╔══

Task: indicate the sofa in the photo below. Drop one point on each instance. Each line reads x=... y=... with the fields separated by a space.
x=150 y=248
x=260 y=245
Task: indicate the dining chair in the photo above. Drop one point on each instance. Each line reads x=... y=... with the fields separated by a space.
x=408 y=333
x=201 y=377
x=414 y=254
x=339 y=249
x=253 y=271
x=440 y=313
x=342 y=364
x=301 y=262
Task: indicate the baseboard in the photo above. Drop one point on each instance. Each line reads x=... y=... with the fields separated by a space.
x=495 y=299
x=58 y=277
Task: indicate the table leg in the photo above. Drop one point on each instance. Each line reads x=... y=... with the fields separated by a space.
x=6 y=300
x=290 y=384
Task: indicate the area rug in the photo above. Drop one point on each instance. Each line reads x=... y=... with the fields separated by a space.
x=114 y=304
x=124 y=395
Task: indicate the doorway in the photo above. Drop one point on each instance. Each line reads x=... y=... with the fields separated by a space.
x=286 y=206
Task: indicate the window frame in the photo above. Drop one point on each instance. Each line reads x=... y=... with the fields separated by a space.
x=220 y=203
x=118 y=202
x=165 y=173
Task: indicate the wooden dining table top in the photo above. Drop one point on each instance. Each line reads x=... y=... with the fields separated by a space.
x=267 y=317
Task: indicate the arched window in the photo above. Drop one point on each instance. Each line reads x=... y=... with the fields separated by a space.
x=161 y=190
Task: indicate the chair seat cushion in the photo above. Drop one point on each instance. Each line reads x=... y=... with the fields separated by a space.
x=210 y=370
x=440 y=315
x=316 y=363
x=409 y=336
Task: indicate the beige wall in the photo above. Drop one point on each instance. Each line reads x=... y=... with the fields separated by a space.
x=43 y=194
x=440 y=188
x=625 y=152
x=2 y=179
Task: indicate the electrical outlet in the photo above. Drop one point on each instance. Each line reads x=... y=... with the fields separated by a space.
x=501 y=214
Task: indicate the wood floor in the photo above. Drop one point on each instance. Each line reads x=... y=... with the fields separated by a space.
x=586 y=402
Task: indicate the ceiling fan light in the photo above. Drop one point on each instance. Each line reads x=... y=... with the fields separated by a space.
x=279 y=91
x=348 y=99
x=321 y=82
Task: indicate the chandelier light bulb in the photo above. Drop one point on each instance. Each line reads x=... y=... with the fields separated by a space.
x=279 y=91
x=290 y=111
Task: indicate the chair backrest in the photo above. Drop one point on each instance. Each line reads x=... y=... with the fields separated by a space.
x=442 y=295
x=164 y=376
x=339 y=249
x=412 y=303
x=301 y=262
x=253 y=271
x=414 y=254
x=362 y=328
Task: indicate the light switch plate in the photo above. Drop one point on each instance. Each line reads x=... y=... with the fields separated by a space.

╚══

◆ **WHAT IS NEEDED**
Copy the listing above, swapping every "indicate" for "mark" and leaving everything else unchanged.

◆ **IN RESPONSE**
Task: mark the sofa in the photo below. Drop one point on each instance. Each line reads x=... y=... with the fields separated by a space.
x=150 y=248
x=260 y=245
Task: mark the dining chair in the photo above. Drop one point on each instance. Each line reads x=... y=... with the fields separated by a space.
x=408 y=333
x=201 y=377
x=414 y=254
x=339 y=249
x=253 y=271
x=440 y=313
x=342 y=364
x=301 y=262
Task: mark the baseboard in the photo above. Drop one point on each instance. Each line reads x=... y=... with the fields separated by a space.
x=495 y=299
x=58 y=277
Task: mark the table leg in the photo above. Drop one point on each instance. Each line reads x=... y=... with the fields separated by a space.
x=6 y=300
x=290 y=384
Task: mark the area rug in the photo above. Drop one point on each instance. Each line reads x=... y=... with the fields separated by a space.
x=114 y=304
x=124 y=395
Task: mark the doorway in the photo above. Drop one point on each instance. Each line reads x=... y=... with the fields separated by a space.
x=286 y=206
Task: mark the window frame in the photo above. Drop one point on each instance. Each line reads x=... y=... with the fields separated by a space.
x=220 y=203
x=118 y=202
x=165 y=173
Task: mark the wooden dining table top in the photo above. Drop one point on each instance. Each line reads x=... y=... with the fields separated by a space.
x=267 y=317
Task: mark the arched window in the photo above. Drop one point on each instance. Each line reads x=... y=... with the fields separated by a space.
x=161 y=190
Task: mark the chair seat cushion in the photo above. Drop one point on each instance. Each line reads x=... y=... with the fields separated by a space.
x=210 y=370
x=440 y=315
x=316 y=363
x=409 y=336
Task: mark the beige wall in the photo above. Drop one point on each instance. Each line reads x=... y=... with the fields separated by a space.
x=43 y=194
x=440 y=188
x=625 y=152
x=2 y=179
Task: mark the electrical outlet in the photo above. Drop one point on each instance. Each line reads x=... y=... with the fields separated by a space.
x=501 y=214
Task: mark the wood floor in the photo above. Drop one point on each instance. Each line reads x=... y=... with the fields separated by a space.
x=586 y=402
Task: mark the ceiling fan light in the photo above. Drop one point on each instance. Each line reads x=... y=... with the fields separated by a space.
x=279 y=91
x=348 y=99
x=321 y=82
Task: mark the chandelier light bulb in the photo above. Drop one point on each instance. Each line reads x=... y=... with the fields separated by a space.
x=279 y=91
x=290 y=111
Task: mark the chair backrest in the photo above. Drop one point on each instance. Each line reads x=... y=... with the fields separated by a space.
x=442 y=295
x=164 y=376
x=339 y=249
x=412 y=303
x=301 y=262
x=253 y=271
x=414 y=254
x=362 y=328
Task: mark the light switch plate in the photo above. Drop one point on each instance. Each line reads x=... y=... with the fields separated by a space.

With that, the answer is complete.